**EXERCISE BRIEF:** Return every line of the data below verbatim, with no alterations.

Saved entries:
______________________________

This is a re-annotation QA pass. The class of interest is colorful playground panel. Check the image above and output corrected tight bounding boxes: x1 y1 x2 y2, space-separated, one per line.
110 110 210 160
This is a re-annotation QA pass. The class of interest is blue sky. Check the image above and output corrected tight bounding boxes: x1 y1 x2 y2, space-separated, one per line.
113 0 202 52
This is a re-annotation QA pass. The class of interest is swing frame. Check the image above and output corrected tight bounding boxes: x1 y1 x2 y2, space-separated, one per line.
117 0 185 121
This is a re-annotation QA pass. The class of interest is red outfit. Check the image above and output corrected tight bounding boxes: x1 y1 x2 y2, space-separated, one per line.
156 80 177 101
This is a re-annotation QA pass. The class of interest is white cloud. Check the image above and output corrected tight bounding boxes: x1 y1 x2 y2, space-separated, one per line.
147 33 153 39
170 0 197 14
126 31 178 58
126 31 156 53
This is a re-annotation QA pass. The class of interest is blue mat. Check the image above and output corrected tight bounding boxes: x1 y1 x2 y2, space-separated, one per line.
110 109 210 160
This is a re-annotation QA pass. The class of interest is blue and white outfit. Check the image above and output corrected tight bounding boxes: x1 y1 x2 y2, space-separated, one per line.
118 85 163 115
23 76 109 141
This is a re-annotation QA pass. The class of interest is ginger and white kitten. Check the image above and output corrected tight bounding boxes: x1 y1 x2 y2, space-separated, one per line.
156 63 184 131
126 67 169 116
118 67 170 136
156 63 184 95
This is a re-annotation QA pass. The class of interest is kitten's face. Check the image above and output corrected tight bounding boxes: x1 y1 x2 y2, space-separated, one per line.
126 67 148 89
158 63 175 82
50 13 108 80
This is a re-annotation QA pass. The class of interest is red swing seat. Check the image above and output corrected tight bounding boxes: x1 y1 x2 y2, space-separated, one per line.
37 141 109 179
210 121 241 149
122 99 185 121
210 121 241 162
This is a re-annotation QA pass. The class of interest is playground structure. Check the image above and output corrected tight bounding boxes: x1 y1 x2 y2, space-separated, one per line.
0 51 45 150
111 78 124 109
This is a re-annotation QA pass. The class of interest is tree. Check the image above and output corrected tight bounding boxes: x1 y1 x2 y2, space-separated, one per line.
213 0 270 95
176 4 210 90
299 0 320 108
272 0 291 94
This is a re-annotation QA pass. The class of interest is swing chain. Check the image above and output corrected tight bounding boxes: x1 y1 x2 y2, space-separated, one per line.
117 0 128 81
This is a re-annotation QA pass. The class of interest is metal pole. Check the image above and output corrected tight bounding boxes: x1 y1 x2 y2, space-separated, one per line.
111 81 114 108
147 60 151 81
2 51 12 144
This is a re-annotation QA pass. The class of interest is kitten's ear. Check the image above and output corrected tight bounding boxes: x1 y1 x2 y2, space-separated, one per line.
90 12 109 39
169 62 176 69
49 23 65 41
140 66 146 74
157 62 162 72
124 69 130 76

______________________________

**SOLUTION:**
This is a re-annotation QA pass. The class of interest is colorful playground panel. Check the image above and output corrected tight bounding boxes: x1 y1 x2 y2, space-separated, one per line.
110 110 210 160
This is a re-annotation QA pass. The class of interest is blue sky. Check the image above and output corrected tight bounding boxes: x1 y1 x2 y2, space-separated, one per line.
113 0 202 52
This is a re-annotation QA pass. The class of interest is swing frame. Check the image above and output corrected tight bounding boxes: x1 y1 x2 y2, space-separated, one per line.
117 0 185 121
This is a re-annotation QA pass. The class of interest is red outfit. Check the image above and output corrected tight bounding boxes: x1 y1 x2 y2, space-separated, one per line.
156 80 177 101
This is a re-annotation QA pass. The class of interest is white cloud. Check the image above and output corrected tight bounding boxes: x1 y1 x2 y2, space-separated, one per line.
147 33 153 39
170 0 197 14
126 31 178 58
126 31 156 53
This is a re-annotation QA pass. The class of interest is blue mat. Check the image above and output corrected tight bounding boxes: x1 y1 x2 y2, space-separated, one per line.
110 109 210 160
This is a re-annotation QA pass. The class of interest is blue and white outfit. Check the image above and output corrected tight bounding boxes: x1 y1 x2 y2, space-separated, one per line.
118 85 163 115
23 76 109 141
This is a re-annotation QA pass. The class of interest is ginger and white kitten. Check the image above and output corrected tight bounding boxes: x1 y1 x2 y2, space-separated, one per line.
156 63 184 131
126 67 169 116
118 67 170 136
156 63 184 95
This is a re-annotation QA pass. The class of interest is kitten's face. Check the image above and output corrected tight bounding boxes: x1 y1 x2 y2, space-separated, one per line.
126 67 148 89
158 63 175 82
50 13 108 80
This is a re-annotation QA pass. The class of interest is red swing seat. Check the image above and output corrected tight bounding boxes: x1 y1 x2 y2, space-separated, one per line.
37 141 109 179
210 121 241 149
122 99 185 121
210 121 241 162
This is a re-annotation QA pass. The class of interest is playground structure. Check the image above and output corrected tight bounding boxes: x1 y1 x2 y2, space-separated, one per line.
0 51 45 150
111 78 124 109
This is a re-annotation QA pass. The class of interest is tree. Check the image above and output corrected tight bounding boxes: x1 y1 x2 y2, space-separated, one per line.
213 0 270 95
176 4 210 90
299 0 320 108
272 0 291 94
This is a re-annotation QA pass. The class of interest is swing chain. Check the image above and output corrected tight bounding boxes: x1 y1 x2 y2, space-separated, one per line.
117 0 128 81
This is a re-annotation QA pass. The class of interest is metal pole. Check the image above and output corrected tight bounding boxes: x1 y1 x2 y2, space-separated, one per line.
111 81 114 108
147 60 151 81
2 51 12 144
This is a re-annotation QA pass. The class of interest is kitten's ear. Check the image above and output corrected tight bounding boxes: x1 y1 x2 y2, space-separated, one per line.
90 12 109 39
169 62 176 69
49 23 65 41
140 66 146 74
157 62 162 72
124 69 130 76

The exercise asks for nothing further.